• _Your objective_
Print out the entire listing verbatim.

• _Supplied records_
——————
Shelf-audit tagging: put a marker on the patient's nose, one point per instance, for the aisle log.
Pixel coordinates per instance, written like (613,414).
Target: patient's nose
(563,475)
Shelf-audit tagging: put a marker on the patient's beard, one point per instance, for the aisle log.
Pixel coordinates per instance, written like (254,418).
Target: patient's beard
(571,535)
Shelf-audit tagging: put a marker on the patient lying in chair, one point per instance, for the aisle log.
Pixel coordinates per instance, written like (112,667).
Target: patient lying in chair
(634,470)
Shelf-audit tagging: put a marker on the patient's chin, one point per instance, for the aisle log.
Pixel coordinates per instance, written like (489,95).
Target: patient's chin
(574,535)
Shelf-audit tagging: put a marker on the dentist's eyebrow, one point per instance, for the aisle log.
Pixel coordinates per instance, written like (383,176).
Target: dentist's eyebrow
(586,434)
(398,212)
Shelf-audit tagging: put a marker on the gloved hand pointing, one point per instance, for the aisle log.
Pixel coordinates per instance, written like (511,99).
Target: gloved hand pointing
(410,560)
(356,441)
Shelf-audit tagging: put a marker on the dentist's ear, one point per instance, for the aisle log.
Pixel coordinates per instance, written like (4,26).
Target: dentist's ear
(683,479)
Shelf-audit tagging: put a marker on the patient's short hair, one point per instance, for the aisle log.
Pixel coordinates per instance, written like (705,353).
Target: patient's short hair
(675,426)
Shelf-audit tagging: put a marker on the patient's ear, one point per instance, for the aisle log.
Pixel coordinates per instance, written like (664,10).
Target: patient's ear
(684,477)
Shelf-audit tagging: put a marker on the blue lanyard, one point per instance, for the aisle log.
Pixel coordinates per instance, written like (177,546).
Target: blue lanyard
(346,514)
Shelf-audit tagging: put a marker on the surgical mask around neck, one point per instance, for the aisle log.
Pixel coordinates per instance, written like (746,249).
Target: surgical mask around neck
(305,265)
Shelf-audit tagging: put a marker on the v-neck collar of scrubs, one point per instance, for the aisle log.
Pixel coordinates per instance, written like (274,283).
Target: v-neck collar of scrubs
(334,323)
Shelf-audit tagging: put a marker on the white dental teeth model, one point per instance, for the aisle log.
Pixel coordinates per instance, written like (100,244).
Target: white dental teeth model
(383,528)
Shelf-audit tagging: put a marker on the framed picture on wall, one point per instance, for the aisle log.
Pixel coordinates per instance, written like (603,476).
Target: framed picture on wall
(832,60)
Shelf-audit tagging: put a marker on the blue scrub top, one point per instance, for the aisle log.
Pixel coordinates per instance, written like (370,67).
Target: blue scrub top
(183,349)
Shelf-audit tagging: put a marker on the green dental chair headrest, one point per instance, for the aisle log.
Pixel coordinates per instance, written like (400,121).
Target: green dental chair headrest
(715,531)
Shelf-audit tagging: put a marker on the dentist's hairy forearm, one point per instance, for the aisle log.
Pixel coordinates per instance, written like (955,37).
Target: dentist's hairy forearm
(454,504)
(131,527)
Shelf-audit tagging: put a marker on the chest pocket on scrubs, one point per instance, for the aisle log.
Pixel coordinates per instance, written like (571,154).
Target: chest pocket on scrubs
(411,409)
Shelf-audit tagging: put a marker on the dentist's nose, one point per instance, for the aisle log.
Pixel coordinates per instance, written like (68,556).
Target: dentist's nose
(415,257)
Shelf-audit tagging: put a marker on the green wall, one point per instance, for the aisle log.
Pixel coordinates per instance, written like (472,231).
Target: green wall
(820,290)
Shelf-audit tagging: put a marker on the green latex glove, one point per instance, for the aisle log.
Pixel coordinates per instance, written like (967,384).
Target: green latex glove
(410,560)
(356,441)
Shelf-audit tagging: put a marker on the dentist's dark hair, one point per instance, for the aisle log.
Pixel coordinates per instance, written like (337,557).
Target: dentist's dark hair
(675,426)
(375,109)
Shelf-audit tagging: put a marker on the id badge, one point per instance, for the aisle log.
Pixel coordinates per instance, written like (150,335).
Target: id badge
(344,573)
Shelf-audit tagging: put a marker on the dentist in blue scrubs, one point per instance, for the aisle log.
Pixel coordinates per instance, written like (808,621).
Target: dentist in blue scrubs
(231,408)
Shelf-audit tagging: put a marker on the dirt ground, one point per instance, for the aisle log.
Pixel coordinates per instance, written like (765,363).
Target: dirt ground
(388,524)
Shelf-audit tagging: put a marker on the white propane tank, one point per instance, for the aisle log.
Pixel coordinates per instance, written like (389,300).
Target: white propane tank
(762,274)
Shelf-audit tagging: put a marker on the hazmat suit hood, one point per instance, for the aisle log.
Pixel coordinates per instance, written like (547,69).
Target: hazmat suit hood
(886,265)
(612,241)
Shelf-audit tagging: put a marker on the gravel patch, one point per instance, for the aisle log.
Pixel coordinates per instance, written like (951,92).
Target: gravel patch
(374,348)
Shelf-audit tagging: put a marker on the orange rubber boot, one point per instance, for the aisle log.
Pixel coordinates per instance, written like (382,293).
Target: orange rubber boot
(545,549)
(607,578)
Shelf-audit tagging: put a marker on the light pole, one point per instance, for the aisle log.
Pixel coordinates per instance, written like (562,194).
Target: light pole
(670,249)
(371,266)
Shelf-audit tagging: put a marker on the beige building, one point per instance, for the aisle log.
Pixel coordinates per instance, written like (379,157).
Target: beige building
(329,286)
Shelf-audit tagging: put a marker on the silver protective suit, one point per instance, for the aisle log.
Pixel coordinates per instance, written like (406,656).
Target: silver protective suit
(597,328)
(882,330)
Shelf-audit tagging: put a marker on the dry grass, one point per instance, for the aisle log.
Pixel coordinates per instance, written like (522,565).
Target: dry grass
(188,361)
——————
• _Written response_
Shelf-audit tagging: put a marker on the patient's nose, one point per instance, for the aisle log.
Pixel coordinates per instance, written like (613,414).
Target: patient's nose
(563,475)
Shelf-audit tagging: put a marker on the patient's beard, one point per instance, for the aisle log.
Pixel coordinates per instance, written like (254,418).
Target: patient's beard
(571,535)
Shelf-audit tagging: put a marker on the patient lying in chair, one point per instance, for the aisle log.
Pixel coordinates per instance, written like (112,667).
Target: patient lying in chair
(634,470)
Shelf-audit tagging: put a marker on the patient's chin, one point per instance, for the aisle log.
Pixel coordinates per instance, written like (489,95).
Target: patient's chin
(574,535)
Shelf-audit tagging: put a marker on the dentist's eyebrow, one point per instance, for the aisle log.
Pixel coordinates per instance, written like (383,176).
Target: dentist's eyebrow
(586,434)
(398,212)
Shelf-audit tagging: put a marker on the gloved hand pointing, one point per instance, for the aisle log.
Pixel coordinates per instance, written like (511,99).
Target: gloved hand pointing
(410,560)
(356,441)
Shelf-audit tagging: put a marker on the dentist's ear, one point per instance, for the aisle log.
Pixel coordinates per instance, written like (4,26).
Target: dentist's ear
(683,479)
Shelf-audit tagging: put a marker on the patient's short hair, one point per instance, for the aisle log.
Pixel coordinates per instance, written like (705,353).
Target: patient's short hair
(675,426)
Shelf-audit tagging: put a marker on the patient's ear, one point per instance, for the aisle log.
Pixel coordinates per instance, written like (664,10).
Target: patient's ear
(684,477)
Shelf-audit tagging: put a marker on the blue lanyard, one point per instance, for the aisle log.
Pixel coordinates per instance, written like (177,546).
Target: blue lanyard
(346,514)
Shelf-audit tagging: put a marker on the surgical mask around neck, one point per instance, for the aisle log.
Pixel coordinates per instance, written like (746,249).
Target: surgical mask around neck
(305,265)
Shelf-audit tagging: put a marker on the v-neck collar of scrubs, one point per instance, for the aisle log.
Pixel coordinates per instance, written like (274,283).
Target: v-neck collar of scrubs
(334,323)
Shelf-audit tagging: put a marker on the white dental teeth model, one point per instance, for the aisle log.
Pixel coordinates per instance, written like (100,244).
Target: white dental teeth model
(383,528)
Shelf-audit tagging: put a marker on the framed picture on wall, one point per instance, for the aisle log.
Pixel coordinates per instance, written like (603,476).
Target: framed picture on wall
(832,60)
Shelf-audit tagging: put a marker on the blue scrub top, one point per instance, for the aisle log.
Pixel coordinates per instance, written like (370,67).
Target: blue scrub top
(183,349)
Shelf-audit tagging: put a marker on the green dental chair headrest, one point per instance, for the aisle log.
Pixel coordinates per instance, written like (400,121).
Target: green dental chair headrest
(715,531)
Shelf-audit tagging: put a marker on the dentist's hairy forearm, one point per instance, for the aisle log.
Pixel coordinates per instance, written like (955,37).
Target: dentist's hairy forearm
(454,504)
(131,527)
Shelf-audit tagging: put a marker on the chest pocket on scrubs, one point per instance, for the aisle log.
Pixel coordinates per instance, written like (571,154).
Target: chest pocket on scrubs
(411,409)
Shelf-audit tagging: put a marker on the dentist's nose, one point per instance, for the aisle log.
Pixel coordinates per instance, written like (68,556).
Target: dentist's nose
(415,257)
Shelf-audit tagging: put a marker on the green wall, one point per instance, for the aisle log.
Pixel coordinates per instance, written like (472,231).
Target: green wall
(820,290)
Shelf-audit tagging: put a marker on the green latex glove, one point per instance, for the aisle log.
Pixel coordinates per instance, written like (967,384).
Target: green latex glove
(410,560)
(356,441)
Shelf-audit tagging: put a marker on the dentist's dark hair, one point per instance, for the aisle log.
Pixel coordinates per instance, written like (337,557).
Target: dentist's dark hair
(675,426)
(375,109)
Shelf-audit tagging: put a marker on the id badge, one point per instance, for the aisle log.
Pixel coordinates per instance, written like (150,335).
Target: id badge
(344,573)
Shelf-audit tagging: put a marker on the dentist in blue scrubs, one point per instance, for the aisle log.
Pixel coordinates per instance, written like (808,621).
Target: dentist in blue scrubs
(231,408)
Shelf-audit tagging: put a marker on the dirt ground, one point per instance, for the aisle log.
Pixel coordinates per instance, written like (765,363).
Target: dirt ground
(388,524)
Shelf-audit tagging: put a marker on the white propane tank, one point per instance, for the aisle log.
Pixel coordinates per instance, written like (389,300).
Target: white propane tank
(762,274)
Shelf-audit tagging: put a marker on the hazmat suit hood, one point per instance, for the aisle log.
Pixel coordinates per instance, written like (547,69).
Target: hazmat suit hood
(886,265)
(612,241)
Shelf-audit tagging: put a marker on the gravel patch, one point per instance, for the aisle log.
Pixel coordinates per instance, written like (951,92).
Target: gravel patch
(374,348)
Shelf-audit tagging: put a marker on the orange rubber boot, one point per instance, for the aisle log.
Pixel coordinates per instance, written like (382,293).
Target: orange rubber boot
(545,549)
(607,578)
Shelf-audit tagging: put a marker on the light pole, one point per instance, for the aisle log.
Pixel coordinates per instance, written like (562,194).
Target: light pole
(670,249)
(371,266)
Shelf-audit tagging: put a marker on the beige building, one point per instance, for the aisle log.
Pixel coordinates per instance, written like (379,157).
Target: beige building
(329,286)
Shelf-audit tagging: put a marker on the silver protective suit, one point per instance, for the aisle log.
Pixel coordinates per instance, written like (406,656).
Target: silver protective suit
(597,328)
(882,330)
Shelf-audit tagging: put a marker on the dry grass, one point per instance, for the aisle log.
Pixel coordinates per instance, written like (522,565).
Target: dry grass
(188,361)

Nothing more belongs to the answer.